* [EXERCISE PROMPT]: Copy out every line of the listing below verbatim, with no changes.

Dataset entries

------------------------------------

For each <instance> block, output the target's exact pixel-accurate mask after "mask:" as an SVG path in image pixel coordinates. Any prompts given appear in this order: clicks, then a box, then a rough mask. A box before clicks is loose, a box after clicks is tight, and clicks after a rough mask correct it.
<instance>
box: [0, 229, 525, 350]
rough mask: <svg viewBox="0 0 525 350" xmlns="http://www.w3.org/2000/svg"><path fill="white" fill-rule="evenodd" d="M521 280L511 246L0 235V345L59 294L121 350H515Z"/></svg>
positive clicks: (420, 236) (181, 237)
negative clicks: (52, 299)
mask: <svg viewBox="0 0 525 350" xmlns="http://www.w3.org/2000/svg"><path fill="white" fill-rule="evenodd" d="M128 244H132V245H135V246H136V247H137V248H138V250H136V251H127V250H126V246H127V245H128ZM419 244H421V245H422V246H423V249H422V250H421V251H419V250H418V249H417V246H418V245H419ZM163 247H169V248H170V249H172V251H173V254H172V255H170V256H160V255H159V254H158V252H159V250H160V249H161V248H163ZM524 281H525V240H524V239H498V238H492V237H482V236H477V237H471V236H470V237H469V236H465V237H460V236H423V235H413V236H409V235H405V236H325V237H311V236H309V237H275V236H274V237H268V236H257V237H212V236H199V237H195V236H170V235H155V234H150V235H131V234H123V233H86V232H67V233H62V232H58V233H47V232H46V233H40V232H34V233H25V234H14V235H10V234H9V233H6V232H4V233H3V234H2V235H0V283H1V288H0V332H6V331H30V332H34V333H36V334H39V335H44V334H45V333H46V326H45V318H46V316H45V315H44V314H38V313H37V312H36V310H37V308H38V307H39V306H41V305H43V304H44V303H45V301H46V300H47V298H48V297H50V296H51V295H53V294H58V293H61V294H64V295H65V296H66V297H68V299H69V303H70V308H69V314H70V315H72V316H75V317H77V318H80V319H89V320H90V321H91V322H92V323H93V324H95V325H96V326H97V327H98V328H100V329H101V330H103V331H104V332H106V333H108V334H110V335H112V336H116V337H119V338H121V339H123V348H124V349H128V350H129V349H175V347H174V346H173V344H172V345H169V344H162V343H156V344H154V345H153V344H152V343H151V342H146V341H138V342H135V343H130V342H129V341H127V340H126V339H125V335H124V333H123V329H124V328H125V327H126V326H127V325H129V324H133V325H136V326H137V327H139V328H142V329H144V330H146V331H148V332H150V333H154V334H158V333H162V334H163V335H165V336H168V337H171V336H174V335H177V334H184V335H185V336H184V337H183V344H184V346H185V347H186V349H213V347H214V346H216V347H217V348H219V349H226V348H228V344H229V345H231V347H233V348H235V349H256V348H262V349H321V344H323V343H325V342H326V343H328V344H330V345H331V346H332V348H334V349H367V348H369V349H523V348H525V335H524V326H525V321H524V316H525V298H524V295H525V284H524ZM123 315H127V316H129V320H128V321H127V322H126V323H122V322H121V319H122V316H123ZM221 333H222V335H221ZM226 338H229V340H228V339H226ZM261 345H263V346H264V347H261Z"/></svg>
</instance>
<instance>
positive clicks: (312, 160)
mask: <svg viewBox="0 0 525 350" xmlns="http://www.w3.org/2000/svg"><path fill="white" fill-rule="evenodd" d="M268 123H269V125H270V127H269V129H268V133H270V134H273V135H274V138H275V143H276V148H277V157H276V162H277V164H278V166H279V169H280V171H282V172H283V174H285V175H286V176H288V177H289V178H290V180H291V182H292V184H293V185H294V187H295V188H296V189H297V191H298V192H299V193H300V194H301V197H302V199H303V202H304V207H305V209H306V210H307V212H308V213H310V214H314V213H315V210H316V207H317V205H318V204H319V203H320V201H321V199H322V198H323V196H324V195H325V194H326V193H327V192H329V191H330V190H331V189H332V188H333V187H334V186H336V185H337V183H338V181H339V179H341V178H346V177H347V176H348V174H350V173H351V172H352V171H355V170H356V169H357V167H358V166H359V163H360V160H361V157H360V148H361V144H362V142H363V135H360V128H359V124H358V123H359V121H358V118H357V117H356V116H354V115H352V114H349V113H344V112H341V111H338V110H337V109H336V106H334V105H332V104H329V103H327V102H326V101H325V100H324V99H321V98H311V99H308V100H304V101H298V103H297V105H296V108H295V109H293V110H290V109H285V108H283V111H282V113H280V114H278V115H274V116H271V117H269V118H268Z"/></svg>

------------------------------------

* [WRITTEN REPLY]:
For each <instance> block, output the target's exact pixel-accurate mask after "mask:" as an SVG path in image pixel coordinates. Any prompts given appear in this order: clicks, then a box, then a rough mask. A box before clicks is loose, a box after clicks is tight, and clicks after a rough mask correct it.
<instance>
box: [0, 229, 525, 350]
rough mask: <svg viewBox="0 0 525 350" xmlns="http://www.w3.org/2000/svg"><path fill="white" fill-rule="evenodd" d="M521 280L511 246L0 235V345L59 294L121 350H515Z"/></svg>
positive clicks: (420, 236) (181, 237)
negative clicks: (52, 299)
mask: <svg viewBox="0 0 525 350" xmlns="http://www.w3.org/2000/svg"><path fill="white" fill-rule="evenodd" d="M128 244H132V245H135V246H136V247H137V248H138V250H136V251H127V250H126V246H127V245H128ZM419 244H421V245H422V246H423V249H422V250H421V251H419V250H418V249H417V246H418V245H419ZM163 247H169V248H170V249H172V251H173V254H172V255H170V256H160V255H159V254H158V252H159V250H160V249H161V248H163ZM524 281H525V240H524V239H498V238H492V237H482V236H477V237H471V236H470V237H469V236H465V237H460V236H423V235H413V236H409V235H405V236H325V237H311V236H309V237H275V236H274V237H268V236H257V237H212V236H199V237H195V236H170V235H155V234H150V235H131V234H123V233H86V232H67V233H62V232H58V233H47V232H46V233H40V232H34V233H25V234H14V235H10V234H9V233H6V232H4V233H3V234H2V235H0V283H1V288H0V332H6V331H30V332H34V333H36V334H39V335H44V334H45V333H46V326H45V318H46V316H45V315H44V314H38V313H37V312H36V310H37V308H38V307H39V306H41V305H43V304H44V303H45V301H46V300H47V298H48V297H50V296H51V295H53V294H58V293H61V294H64V295H65V296H66V297H68V299H69V303H70V308H69V314H70V315H72V316H75V317H77V318H80V319H89V320H90V321H91V322H92V323H93V324H95V325H96V326H97V327H98V328H100V329H101V330H103V331H104V332H106V333H108V334H110V335H112V336H116V337H119V338H121V339H123V348H124V349H128V350H129V349H175V347H174V346H173V344H172V345H169V344H162V343H156V344H154V345H153V344H152V343H151V342H146V341H138V342H135V343H130V342H129V341H127V340H126V339H125V335H124V333H123V329H124V328H125V327H126V326H127V325H129V324H133V325H136V326H137V327H139V328H142V329H144V330H146V331H148V332H150V333H154V334H158V333H162V334H163V335H165V336H168V337H171V336H174V335H177V334H184V335H185V336H184V337H183V344H184V346H185V347H186V349H213V347H214V346H216V347H217V348H219V349H226V348H228V344H229V345H231V347H233V348H235V349H256V348H262V349H321V344H323V343H325V342H326V343H328V344H330V345H331V346H332V348H334V349H367V348H369V349H523V348H525V335H524V326H525V321H524V316H525V298H524V295H525V284H524ZM123 315H127V316H129V320H128V321H127V322H126V323H122V322H121V319H122V316H123ZM221 333H222V335H221ZM226 338H229V340H228V339H226ZM261 345H263V346H264V347H261Z"/></svg>
</instance>
<instance>
positive clicks: (312, 160)
mask: <svg viewBox="0 0 525 350" xmlns="http://www.w3.org/2000/svg"><path fill="white" fill-rule="evenodd" d="M268 123H269V125H270V127H269V129H268V133H270V134H273V135H274V138H275V143H276V148H277V157H276V162H277V164H278V166H279V169H280V171H282V172H283V174H285V175H286V176H288V177H289V178H290V180H291V182H292V184H293V185H294V187H295V188H296V189H297V191H298V192H299V193H300V194H301V197H302V199H303V202H304V207H305V209H306V210H307V212H308V213H310V214H314V213H315V210H316V207H317V205H318V204H319V203H320V201H321V199H322V198H323V196H324V195H325V194H326V193H327V192H329V191H330V190H331V189H332V188H333V187H334V186H336V185H337V183H338V181H339V179H341V178H346V177H347V176H348V174H350V173H351V172H352V171H355V170H356V169H357V167H358V166H359V163H360V160H361V157H360V148H361V144H362V142H363V135H360V128H359V124H358V123H359V121H358V118H357V117H356V116H354V115H352V114H349V113H344V112H341V111H338V110H337V109H336V106H334V105H332V104H329V103H327V102H326V101H325V100H324V99H321V98H311V99H308V100H304V101H298V103H297V105H296V108H295V109H293V110H290V109H285V108H283V111H282V113H280V114H278V115H274V116H271V117H269V118H268Z"/></svg>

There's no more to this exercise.